Verilen görev 1
Satırlardan "brick" kelimesini içerenlerin hepsini seçip kopyalayın.

Kaynak belge
=-=-=-=-=

Sağlıklı toplumlar sağlıklı bireylerden oluşur...
Sigmund Freud
Yarınki referandumda insanların kimi/neyi seçeceğini değil sadece, bu seçimi yaparlarken neleri dlkkate alıp değerlendireceklerini de düşünürken haddimi aşıp insana ve topluma değinmek istedim biraz bu hafta. Tabi ki tek başıma değil, sizlerle birlikte. ..
Gökten indiği sanılan bütün dinler tarafından ilk insan olduğu iddia edilen Adem’den beri bütün insanları sadece parmak izinden mi ayırmıştır zannedersiniz yapan usta. Hepsini sesinden de ayırmıştır. Her kafada iki göz iki kulak iki dudak bir burun bir çene bir yüz yapmış ama hiç birini diğerleriyle karıştırmamıştır. Kısaca durum böyleyken insanlar çoğu şeyi birbirine karıştırırlar ama. Hatta insanları bile...
Her insan bu kadar farklıyken sözde bilim astroloji bile insanları sadece doğdukları zaman aralıklarına göre 12 gruba ayırmıştır. Ben hamsi grubundayım mesala. Uysal duygusal sakin biriymişim güya bilime göre. Biraz da salak. Oysa her şeye sataşan, çok zeki, biraz da ukala inatçı bir anarşistin tekiyim ben. Geçiyoruz..!
Sanki sadece bilim mi sınıflara ayırmıştır insanları. Daha kötüsü insanı insanın sınıflara ayırmış olmasıdır. Hem de paramparça ederek. Beynini bir sınıfa yüreğini başka bir sınıfa koyarak. Ruhunu bir tarafa hayallerini başka bir tarafa savurarak...
Bazen her insan bir sınıf olur bazen bir sınıfa bir sürü insan konur. En çok doldurulan sınıfların başında çıkarcı, bencil, yalancı, yalaka adlı sınıflar gelir. Tabi bu sınıfların şubeleri bile olur yoğunluğa göre. Pembe yalanlar sınıfı, zararsız yalanlar sınıfı gibi. Sayıları az olsa da tecavüzcü, tacizci sınıflarına da koyarız insanları...
İyi sınıflarımız çok azdır ve genellikle boşturlar.

=-=-=-=-=

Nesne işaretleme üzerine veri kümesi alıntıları
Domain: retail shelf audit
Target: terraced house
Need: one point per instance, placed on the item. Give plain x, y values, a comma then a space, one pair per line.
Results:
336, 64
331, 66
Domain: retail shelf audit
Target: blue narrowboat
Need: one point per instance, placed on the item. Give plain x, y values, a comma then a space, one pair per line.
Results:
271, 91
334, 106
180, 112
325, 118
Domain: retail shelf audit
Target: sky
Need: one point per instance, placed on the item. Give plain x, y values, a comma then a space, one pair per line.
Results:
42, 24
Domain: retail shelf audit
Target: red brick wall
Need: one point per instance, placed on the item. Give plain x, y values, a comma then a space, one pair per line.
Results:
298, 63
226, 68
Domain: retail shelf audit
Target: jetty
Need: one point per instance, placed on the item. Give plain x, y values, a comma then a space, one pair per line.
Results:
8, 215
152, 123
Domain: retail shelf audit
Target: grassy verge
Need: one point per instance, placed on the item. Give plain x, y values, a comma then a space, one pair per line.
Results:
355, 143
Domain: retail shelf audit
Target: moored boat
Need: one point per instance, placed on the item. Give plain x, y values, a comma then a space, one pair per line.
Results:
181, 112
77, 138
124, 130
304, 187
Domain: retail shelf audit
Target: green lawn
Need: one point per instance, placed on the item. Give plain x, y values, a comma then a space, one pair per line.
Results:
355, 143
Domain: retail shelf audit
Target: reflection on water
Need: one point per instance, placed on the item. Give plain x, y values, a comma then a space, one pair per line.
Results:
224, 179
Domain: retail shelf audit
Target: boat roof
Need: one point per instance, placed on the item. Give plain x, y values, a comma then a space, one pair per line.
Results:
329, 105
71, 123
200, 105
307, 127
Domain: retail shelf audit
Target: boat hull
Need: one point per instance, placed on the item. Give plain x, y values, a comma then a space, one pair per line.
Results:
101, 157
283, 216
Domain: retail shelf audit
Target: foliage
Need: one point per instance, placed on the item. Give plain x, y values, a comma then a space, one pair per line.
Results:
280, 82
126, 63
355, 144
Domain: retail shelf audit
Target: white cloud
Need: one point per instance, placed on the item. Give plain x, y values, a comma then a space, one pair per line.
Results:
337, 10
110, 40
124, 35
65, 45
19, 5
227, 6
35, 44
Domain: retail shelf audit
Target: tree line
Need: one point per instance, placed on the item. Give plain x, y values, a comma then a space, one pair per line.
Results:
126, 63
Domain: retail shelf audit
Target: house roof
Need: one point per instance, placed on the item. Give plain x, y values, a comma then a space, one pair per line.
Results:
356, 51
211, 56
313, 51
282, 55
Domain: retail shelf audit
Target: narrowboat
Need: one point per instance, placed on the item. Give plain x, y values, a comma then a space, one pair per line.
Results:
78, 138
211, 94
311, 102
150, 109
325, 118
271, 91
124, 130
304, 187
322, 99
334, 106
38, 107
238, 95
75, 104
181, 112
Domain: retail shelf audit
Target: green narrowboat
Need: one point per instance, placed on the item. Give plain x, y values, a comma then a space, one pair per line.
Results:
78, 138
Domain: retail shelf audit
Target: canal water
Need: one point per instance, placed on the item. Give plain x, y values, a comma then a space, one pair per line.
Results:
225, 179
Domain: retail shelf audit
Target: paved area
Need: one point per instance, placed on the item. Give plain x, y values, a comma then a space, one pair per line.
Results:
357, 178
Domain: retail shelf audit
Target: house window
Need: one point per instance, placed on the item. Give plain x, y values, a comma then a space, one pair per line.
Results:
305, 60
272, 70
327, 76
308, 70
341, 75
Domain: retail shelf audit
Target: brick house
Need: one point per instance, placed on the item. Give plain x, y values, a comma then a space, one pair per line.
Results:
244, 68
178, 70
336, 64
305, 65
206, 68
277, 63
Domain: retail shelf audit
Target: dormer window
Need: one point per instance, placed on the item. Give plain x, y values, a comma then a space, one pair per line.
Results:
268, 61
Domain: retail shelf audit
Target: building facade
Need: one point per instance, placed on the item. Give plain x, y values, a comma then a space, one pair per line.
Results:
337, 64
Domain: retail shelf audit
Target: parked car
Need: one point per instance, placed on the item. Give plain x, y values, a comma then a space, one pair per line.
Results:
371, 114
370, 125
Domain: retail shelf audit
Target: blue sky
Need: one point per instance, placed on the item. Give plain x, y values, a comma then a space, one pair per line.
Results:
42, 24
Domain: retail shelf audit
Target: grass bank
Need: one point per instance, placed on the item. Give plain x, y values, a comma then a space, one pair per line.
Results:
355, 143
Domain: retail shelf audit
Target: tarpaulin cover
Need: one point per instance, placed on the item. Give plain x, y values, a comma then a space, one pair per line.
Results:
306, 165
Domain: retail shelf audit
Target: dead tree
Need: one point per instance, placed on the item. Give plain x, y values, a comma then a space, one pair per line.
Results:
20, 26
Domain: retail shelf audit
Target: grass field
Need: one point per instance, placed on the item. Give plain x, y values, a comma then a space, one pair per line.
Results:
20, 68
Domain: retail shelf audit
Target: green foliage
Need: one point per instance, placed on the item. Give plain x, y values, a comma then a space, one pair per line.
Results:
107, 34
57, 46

=-=-=-=-=

Verilen görev 2
İnsanların sınıflara ayrılması üzerine yazıyı kaldığı yerden alıp sürdürün.

Beklenen cevap 1
Target: red brick wall
Target: brick house

Beklenen cevap 2
Biraz karıştırdım galiba. Şöyle bir örnekle açıklamağa çalışayım. Gelin bir insana hiç tanımadığı başka bir insanı anlatmağa çalışalım hep birlikte. “Çok dürüst, çok iyi, çok namuslu sıfatlarıyla anlatmamızdan çok daha inandırıcı olacaktır “yalancı, namussuzun biri” sıfatlarıyla anlatmak. Yani şiirden anlamayan birine bir şairi anlatamazsınız, Nazım’ı hiç. Ama bir hırsıza hiç tanımadığı başka bir hırsızı çok kolay anlatabilirsiniz..!
İşte bir toplumun gerçek yüzü burada ortaya çıkar. Çünkü insan kendinde olanlara inanır daha çok. Ve kendinde olanları içinde taşıyan insanları sever Tanrı’yı sever gibi. “Dereyi geçene kadar ayıya dayı diyeceksin” ya da “iti an çomağını hazırla-iyi insan lafının üstüne gelir” şeklinde çoğu kez saçmalayan atalarımız bazen doğru şeyler de söylemişlerdir..: “Söyle bana arkadaşını söyleyeyim sana kim olduğunu.”
Ben size arkadaşlarımı söyleyim siz de bana kim olduğumu söyleyin şimdi. Benim şansım arkadaşlarımın çok büyük bir çoğunluğunun başlığa bakarak benim de insanları sınıflara ayırdığıma inanıyor olmamalarıdır. Kendileri görür, kendileri düşünür, kendileri anlar ve kendileri karar verirler. Ve başkalarının iftiralarına da asla inanmazlar...
Gelin siz de inanmayın lütfen. Ergenekon’daki gibi FETÖ’deki gibi tarihe bırakmayın. Sonra “kandırıldım, rabbim de milletim de beni affetsin” diyor taptığınız dünya lideriniz...
Bakın, tarih boyunca bu topraklarda VATAN HAİNİ en çok Nazım Hikmet’e söylenmiştir. Hatta adı bile vatan hainine çıkmıştır. Ve sonra tarih göstermiştir ki;
ona vatan haini diyenlerin hepsinden daha çok sevmişti memleketini Nazım. Daha bir sürü örnek verilebilir. Uzatmak istemiyorum...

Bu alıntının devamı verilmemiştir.